# [Text shown]
[start]
The Lester File

Sunday, July 30, 2006

Varanasi



Trains are an interesting mode of transportation in any country, but I would probably venture to assure that no travel by train is more interesting or educational than training it in Asia. Whereas the Western world tends to fly more often, Asians for the most part move long distances on trains. We've spent weeks of our lives on trains all throughout Asia, including China, Malaysia, Singapore and India these past few months, but the most memorable overnight train ride I ever took was our first attempt in India. Up until we arrived in Rajasthan (the desert) we'd been flying to cover distances more quickly. We bought the cheapest, high-end seat, ensuring us a place to sleep and "A/C", which turned out to be a fan and an open window. The set-up was not unbearable, but it was definitely hot. Quickly though, we realized that having open windows in the desert would pose a problem, especially when the wind began to blow around 10pm. We were stretched out on our sleeper mats, no blankets, no pillow, one eye open and one hand on our bags. As the night wore on, sleep was elusive except in short spells. The sand from the endless, monsoon-thirsty desert kicked up into our seats covering us with a gritty, dry film that invaded our mouths, ears, noses, and eyes. When we finally reached Jaisalmer, the sand had gathered in mini dunes around our bodies. It actually outlined our lying positions.
One of our final train stops was to the holy city of Varanasi. It is here that Hindu spirituality enters the tangible realm in the form of the river Ganges. However, before we explored the riverside, Jen and I were in much need of some R & R, so we immediatly booked ourselves massages at Hotel Surya. There we received a full body massage, cooling head massage, and a steam bath for less than $20 total!! It was a steal. We also got a clandestine facial from another woman there who made me promise not to tell the head staff. By this time, we kind of expected something like that to happen or at least we weren't surprised.
[end]
# [Instructions]
A. Answer these questions from the travel blog post:
(i) In which city did the sandy overnight train ride end?
(ii) What did the "A/C" in the cheapest high-end seat turn out to be?
(iii) At which hotel were the massages booked in Varanasi?
B. Find every line in the rows that contains the word "denim", and copy each one.
The rows have no connection to the travel blog post.

# [Supplied material]
[start]
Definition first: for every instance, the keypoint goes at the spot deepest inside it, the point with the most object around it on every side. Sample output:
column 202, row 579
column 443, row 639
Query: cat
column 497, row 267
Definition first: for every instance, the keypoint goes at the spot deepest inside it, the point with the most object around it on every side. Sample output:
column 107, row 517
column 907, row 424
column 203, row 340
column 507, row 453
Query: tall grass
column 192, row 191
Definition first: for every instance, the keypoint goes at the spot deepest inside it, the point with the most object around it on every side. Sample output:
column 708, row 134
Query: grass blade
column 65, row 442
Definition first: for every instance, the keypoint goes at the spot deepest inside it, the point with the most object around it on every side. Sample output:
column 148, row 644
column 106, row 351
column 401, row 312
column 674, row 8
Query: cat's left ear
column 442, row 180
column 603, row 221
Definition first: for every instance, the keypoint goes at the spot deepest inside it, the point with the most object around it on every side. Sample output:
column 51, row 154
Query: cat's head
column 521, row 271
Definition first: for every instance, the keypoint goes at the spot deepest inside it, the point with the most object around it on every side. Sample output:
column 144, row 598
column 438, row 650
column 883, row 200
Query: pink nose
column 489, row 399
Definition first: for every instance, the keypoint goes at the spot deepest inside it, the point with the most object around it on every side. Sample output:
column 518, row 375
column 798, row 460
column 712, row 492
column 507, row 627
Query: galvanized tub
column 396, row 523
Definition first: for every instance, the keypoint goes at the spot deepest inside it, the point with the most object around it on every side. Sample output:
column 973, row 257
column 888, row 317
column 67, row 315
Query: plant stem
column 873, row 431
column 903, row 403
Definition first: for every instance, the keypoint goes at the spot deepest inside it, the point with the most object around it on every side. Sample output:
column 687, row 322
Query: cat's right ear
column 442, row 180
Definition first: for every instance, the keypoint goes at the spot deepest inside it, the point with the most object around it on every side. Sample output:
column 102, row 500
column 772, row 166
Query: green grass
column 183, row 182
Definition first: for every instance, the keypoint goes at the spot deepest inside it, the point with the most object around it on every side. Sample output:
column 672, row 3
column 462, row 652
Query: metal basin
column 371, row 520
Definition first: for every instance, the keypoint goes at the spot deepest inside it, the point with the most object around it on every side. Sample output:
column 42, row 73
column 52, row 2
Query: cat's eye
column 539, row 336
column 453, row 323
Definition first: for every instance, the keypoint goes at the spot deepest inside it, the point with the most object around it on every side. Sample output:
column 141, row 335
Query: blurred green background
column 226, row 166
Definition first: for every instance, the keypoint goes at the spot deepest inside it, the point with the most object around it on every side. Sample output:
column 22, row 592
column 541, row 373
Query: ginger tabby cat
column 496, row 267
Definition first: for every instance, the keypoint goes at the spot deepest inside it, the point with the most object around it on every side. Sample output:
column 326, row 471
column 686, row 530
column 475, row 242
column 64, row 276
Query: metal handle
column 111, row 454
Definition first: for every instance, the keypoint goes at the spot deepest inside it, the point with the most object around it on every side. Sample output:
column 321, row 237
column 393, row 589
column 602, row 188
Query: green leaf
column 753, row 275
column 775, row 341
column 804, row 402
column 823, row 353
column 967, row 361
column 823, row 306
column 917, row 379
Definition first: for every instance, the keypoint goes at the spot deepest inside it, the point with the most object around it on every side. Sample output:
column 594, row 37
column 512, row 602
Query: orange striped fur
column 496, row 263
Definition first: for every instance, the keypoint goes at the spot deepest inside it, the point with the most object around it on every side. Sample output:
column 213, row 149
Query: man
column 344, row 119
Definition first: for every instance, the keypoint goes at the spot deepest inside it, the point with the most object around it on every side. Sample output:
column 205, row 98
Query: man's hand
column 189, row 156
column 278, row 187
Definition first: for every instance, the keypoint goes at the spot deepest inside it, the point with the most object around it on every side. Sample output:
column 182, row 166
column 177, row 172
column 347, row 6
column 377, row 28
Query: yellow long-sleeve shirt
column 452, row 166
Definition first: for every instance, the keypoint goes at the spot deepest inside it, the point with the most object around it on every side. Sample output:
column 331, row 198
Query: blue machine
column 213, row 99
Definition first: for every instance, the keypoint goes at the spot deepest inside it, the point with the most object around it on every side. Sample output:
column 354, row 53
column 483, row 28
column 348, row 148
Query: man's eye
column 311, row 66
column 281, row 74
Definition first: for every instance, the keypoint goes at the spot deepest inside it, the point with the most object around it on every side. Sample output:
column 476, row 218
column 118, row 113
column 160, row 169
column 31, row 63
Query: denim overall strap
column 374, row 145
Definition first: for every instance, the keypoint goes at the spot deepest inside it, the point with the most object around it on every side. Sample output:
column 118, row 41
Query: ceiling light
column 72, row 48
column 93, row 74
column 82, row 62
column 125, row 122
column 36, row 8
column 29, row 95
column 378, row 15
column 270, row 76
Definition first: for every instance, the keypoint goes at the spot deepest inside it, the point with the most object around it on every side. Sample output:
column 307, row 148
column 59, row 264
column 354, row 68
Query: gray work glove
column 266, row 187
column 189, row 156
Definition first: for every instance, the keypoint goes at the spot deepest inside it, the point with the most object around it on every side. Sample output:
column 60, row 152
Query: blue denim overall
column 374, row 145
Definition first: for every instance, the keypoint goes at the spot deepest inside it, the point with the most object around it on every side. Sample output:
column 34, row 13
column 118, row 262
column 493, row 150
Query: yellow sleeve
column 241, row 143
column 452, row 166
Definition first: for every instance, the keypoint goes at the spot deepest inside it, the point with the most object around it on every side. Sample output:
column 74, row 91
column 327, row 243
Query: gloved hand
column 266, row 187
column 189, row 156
[end]
[start]
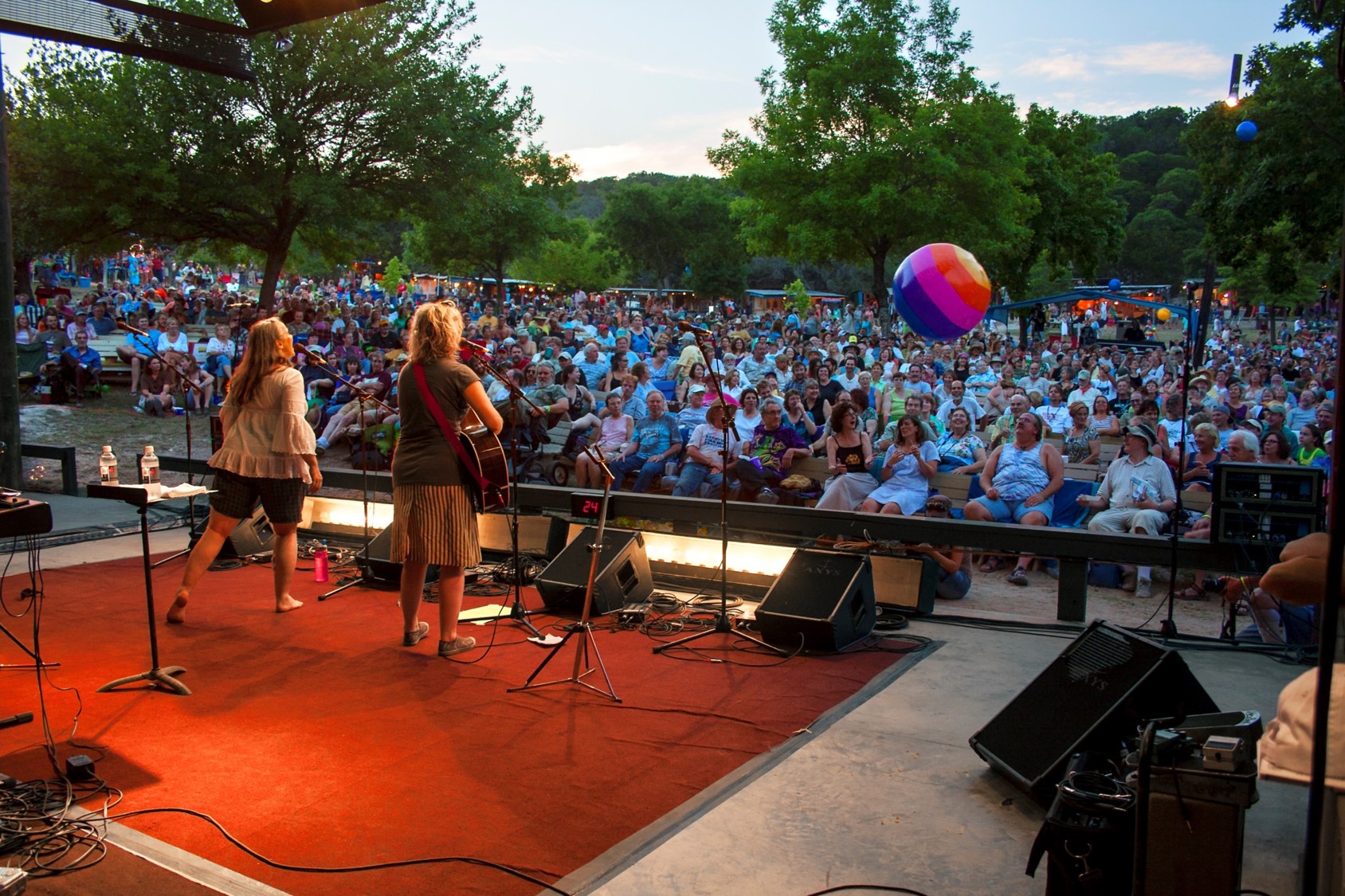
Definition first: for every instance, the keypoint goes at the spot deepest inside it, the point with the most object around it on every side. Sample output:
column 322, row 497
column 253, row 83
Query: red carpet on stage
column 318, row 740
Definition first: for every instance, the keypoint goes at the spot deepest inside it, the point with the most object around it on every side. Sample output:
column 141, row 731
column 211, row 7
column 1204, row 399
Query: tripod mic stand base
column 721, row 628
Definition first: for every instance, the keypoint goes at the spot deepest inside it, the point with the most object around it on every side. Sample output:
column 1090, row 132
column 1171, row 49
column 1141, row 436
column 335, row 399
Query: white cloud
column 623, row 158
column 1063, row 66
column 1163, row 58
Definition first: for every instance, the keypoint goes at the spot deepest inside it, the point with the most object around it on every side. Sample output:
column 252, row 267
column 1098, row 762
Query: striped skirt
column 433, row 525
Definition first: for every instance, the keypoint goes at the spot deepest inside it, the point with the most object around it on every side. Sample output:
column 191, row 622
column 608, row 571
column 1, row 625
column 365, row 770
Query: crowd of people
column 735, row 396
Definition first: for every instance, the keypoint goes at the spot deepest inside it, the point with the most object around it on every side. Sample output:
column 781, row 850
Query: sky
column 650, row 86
[end]
# [Outputs]
A.
(i) Jaisalmer
(ii) A fan and an open window
(iii) Hotel Surya

B.
Query: denim overall strap
Query: blue denim overall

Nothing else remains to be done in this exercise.